## Source extract

Start of Block

Computed tomography (CT) scans, also called computerized axial tomography (CAT) scans, are a medical imaging method that uses X-rays to generate detailed cross-sectional images of the body. These image "slices" are used to detect broken bones, cancers, blood clots, signs of heart disease and internal bleeding and to guide biopsies.

How You Benefit

CT scanning is fast, painless and usually noninvasive. Compared to regular X-rays, a CT scan provides extremely detailed high-resolution images, and it captures organs, bones, soft tissue and blood vessels all at the same time. This highly detailed and precise imagery helps doctors diagnose your condition more accurately.

Advanced Technology for Diagnosis & Treatment

We offer leading-edge 64-slice CT scanning and a large-opening scanner with tumor localization technology. Used with our radiation planning system, the scans can simulate treatment in 3D–allowing for the highest degree of accuracy in radiotherapy.

End of Block

## Supplied information
Start of Block

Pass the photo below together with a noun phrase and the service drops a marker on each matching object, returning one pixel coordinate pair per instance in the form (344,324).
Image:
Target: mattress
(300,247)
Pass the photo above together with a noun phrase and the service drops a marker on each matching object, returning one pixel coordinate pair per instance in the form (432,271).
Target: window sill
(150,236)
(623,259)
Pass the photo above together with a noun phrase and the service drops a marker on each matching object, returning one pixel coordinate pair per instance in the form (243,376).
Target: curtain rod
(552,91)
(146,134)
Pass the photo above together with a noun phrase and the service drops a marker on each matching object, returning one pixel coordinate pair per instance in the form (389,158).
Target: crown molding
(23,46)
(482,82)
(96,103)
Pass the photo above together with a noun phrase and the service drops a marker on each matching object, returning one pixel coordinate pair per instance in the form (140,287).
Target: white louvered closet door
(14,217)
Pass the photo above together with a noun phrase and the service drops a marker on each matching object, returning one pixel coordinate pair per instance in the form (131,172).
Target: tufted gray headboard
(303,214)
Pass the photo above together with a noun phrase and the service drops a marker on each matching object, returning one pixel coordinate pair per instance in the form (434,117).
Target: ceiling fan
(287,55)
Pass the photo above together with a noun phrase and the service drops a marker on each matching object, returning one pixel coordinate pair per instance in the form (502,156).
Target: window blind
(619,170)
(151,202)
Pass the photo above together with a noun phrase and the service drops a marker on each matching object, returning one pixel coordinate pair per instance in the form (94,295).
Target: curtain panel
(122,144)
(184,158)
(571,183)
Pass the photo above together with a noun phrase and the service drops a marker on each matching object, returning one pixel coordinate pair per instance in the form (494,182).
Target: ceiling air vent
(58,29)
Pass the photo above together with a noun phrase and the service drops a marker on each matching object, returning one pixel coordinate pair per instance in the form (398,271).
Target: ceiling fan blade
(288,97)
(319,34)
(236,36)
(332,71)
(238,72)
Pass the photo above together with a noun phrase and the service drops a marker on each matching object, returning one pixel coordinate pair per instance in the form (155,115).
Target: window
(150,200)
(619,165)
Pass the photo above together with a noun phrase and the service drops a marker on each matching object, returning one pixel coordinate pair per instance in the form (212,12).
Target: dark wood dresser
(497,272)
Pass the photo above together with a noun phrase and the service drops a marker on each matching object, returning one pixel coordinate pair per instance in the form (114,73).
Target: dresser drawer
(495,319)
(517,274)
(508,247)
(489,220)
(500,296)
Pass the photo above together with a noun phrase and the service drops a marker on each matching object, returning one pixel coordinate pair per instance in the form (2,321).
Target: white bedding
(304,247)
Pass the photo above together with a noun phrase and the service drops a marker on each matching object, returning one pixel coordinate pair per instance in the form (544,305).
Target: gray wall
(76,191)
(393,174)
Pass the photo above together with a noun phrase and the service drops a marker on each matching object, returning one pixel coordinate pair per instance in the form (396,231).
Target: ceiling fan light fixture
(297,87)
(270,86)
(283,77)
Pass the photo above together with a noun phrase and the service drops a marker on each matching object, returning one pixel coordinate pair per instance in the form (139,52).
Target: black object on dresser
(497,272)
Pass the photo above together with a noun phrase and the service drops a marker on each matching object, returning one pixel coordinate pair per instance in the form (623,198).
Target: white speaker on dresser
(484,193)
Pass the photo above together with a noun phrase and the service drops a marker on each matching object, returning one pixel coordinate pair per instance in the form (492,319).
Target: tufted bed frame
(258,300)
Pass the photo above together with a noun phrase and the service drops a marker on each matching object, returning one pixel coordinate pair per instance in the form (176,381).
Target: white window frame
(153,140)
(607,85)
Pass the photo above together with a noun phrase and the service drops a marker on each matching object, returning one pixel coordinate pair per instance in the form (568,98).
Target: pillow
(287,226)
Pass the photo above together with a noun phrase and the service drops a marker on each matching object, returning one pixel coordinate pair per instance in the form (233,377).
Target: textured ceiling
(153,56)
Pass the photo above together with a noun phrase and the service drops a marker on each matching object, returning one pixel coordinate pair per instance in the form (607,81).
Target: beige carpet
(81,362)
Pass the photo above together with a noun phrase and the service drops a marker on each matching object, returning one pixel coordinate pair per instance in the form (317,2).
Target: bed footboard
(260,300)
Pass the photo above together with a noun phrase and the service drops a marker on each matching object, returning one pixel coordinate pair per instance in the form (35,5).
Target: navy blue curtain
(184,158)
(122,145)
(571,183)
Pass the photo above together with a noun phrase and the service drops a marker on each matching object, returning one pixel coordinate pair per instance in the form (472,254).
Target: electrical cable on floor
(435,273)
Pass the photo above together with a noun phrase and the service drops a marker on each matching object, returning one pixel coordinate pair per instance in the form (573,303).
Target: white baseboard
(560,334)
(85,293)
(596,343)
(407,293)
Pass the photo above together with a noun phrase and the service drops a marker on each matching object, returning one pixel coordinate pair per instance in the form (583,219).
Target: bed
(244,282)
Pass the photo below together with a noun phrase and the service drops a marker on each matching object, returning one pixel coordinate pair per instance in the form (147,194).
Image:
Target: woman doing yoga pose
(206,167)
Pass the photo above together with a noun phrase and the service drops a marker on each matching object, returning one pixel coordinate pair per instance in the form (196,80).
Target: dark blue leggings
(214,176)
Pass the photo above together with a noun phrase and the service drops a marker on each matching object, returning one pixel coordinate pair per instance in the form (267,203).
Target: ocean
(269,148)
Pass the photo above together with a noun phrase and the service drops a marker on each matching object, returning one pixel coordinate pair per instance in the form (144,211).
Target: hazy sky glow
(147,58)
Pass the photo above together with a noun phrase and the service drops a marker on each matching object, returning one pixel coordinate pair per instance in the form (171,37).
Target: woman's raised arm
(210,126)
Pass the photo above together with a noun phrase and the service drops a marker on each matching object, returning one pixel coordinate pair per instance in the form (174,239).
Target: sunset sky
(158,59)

End of Block

## How to complete this task
Continue the CT scan text with what comes next after its last sentence.

## Answer to the problem
We also have the technology to combine CT scanning with positron emission tomography (PET) for an even higher-level accuracy and definition in disease diagnosis. Combined PET/CT scans are particularly helpful in pinpointing cancer, providing critical information for differentiating benign and malignant masses, evaluating the effectiveness of radiation and chemotherapy and detecting tumor recurrence earlier. With this combined technology, you can be assured your doctors are basing your care decisions on the most accurate information available.

What to Expect

A CT scan usually takes only 10-15 minutes. Depending on the type of scan, an intravenous (IV) needle may be placed in your hand or arm and used to inject a contrast dye during the test or the contrast may be given orally as a drink.